## WYBRANY FRAGMENT

=======

Dzieci są częścią chrześcijańskiej wspólnoty, a więc widzialnego Kościoła. W całym Piśmie Świętym czytamy, że Bóg chce, aby były one uczestnikami nabożeństwa, publicznej czci Bożego ludu (Pwt 31:12; 14:25; Joz 8:35; 2 Krn 20:13; Ezd 10:1; Neh 12:43; Joel 2:15-16;). 

Zgromadź lud, mężczyzn, kobiety, dzieci i obcych przybyszów, którzy przebywają w twoich bramach, aby usłyszeli i aby nauczyli się bojaźni Pana, Boga waszego, i pilnie spełniali wszystkie słowa tego zakonu (Księga Powtórzonego Prawa 31:12).

Nie było ani jednego słowa, które Mojżesz nakazał, którego by Jozue nie odczytał wobec całego zgromadzenia izraelskiego, także wobec kobiet, dzieci i obcych przybyszów, którzy z nimi przestawali (Księga Jozuego 8:35).

Apostoł Paweł napisał List do Kolosan. Jako jego adresatów, a więc członków Kościoła wymienia m.in. dzieci (Kol 3:20). Napisał także list do świętych i wybranych w Efezie. Wśród jego adresatów również wymienił dzieci (Ef 6:1-3). Wspólne nabożeństwo w niedzielny poranek jest podstawową czynnością wspólnoty przymierza, w którą powinien być zaangażowany każdy z jej członków (Dz 2:42; Hbr 10:24-25). Z tego powodu dzieci jako część wspólnoty Nowego Przymierza powinny uczestniczyć w całym cotygodniowym, niedzielnym nabożeństwie. Jest ono jednym z kluczowych aspektów ich życia.

Uczestnictwo w nabożeństwie, a więc nauka słuchania Bożego Słowa, modlitwy, uwielbienia Boga, wspólnego jedzenia przy Stole Pańskim są o wiele ważniejszymi elementami ich wychowania i edukacji niż wszystko inne. I choć dbałość rodziców o ich wykształcenie, umiejętności językowe, umysłowe, manualne, fizyczne jest wspaniałym świadectwem ich troski i miłości, to w hierarchii rodzicielskich odpowiedzialności zajmują niższe miejsce aniżeli wychowywanie czcicieli Chrystusa.

=======

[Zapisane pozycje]
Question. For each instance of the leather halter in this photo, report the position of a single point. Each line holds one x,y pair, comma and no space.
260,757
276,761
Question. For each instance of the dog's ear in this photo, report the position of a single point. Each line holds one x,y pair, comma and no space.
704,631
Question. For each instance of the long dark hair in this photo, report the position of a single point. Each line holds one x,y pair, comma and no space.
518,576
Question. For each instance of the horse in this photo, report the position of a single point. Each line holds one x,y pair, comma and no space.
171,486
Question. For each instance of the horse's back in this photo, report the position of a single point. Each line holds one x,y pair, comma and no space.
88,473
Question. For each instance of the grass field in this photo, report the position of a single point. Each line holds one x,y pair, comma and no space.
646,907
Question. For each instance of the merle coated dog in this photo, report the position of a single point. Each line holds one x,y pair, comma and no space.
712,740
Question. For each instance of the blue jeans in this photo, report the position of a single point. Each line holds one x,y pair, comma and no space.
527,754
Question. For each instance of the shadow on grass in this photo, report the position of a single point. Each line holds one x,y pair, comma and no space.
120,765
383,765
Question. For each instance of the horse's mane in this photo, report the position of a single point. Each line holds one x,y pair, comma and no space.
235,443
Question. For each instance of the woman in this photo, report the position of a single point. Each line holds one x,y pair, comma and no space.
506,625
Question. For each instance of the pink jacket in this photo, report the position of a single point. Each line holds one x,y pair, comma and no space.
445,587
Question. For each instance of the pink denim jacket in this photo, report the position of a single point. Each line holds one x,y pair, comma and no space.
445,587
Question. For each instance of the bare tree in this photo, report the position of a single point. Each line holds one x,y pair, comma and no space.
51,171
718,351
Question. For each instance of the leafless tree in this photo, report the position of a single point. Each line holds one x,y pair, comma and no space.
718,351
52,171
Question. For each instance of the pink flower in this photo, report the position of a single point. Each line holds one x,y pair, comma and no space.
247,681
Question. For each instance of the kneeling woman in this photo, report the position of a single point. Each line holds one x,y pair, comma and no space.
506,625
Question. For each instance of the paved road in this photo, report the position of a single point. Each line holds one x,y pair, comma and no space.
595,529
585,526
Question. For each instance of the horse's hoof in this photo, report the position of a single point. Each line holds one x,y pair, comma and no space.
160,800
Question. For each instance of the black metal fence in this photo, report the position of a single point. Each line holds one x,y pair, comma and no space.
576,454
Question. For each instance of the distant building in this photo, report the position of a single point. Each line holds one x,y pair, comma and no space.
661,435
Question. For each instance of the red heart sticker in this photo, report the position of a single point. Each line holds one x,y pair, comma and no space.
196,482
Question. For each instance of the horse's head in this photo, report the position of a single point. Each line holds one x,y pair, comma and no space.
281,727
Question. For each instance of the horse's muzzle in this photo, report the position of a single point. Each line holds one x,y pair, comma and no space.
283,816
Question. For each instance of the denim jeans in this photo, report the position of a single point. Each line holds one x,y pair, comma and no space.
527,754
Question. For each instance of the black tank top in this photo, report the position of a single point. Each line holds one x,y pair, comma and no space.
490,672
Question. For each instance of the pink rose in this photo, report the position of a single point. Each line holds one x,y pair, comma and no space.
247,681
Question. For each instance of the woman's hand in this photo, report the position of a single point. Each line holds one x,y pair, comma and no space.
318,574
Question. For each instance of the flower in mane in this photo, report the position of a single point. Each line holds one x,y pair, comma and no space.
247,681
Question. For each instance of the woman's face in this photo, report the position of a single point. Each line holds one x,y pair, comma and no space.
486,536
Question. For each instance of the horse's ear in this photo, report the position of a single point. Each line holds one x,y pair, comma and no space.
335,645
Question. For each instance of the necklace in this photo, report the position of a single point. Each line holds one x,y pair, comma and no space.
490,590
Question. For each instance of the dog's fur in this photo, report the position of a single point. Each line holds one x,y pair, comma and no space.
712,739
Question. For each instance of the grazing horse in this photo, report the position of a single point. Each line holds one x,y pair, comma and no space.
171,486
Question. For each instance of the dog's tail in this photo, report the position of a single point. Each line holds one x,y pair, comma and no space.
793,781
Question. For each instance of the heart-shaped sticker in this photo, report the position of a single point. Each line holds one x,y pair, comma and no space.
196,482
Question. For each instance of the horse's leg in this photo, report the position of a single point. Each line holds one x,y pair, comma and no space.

=======

## ZADANIE
Odpowiedz krótko na pytania do fragmentu o dzieciach w nabożeństwie:
(a) Wobec kogo, według Księgi Jozuego 8:35, Jozue odczytał słowa nakazane przez Mojżesza?
(b) W których dwóch listach apostoł Paweł wymienia dzieci wśród adresatów?
(c) Co w hierarchii rodzicielskich odpowiedzialności stoi wyżej niż dbałość o wykształcenie dzieci?
Materiał nie ma tu żadnego znaczenia.

## GOTOWA ODPOWIEDŹ
(a) Wobec całego zgromadzenia izraelskiego, także wobec kobiet, dzieci i obcych przybyszów.
(b) W Liście do Kolosan i w liście do świętych i wybranych w Efezie.
(c) Wychowywanie czcicieli Chrystusa.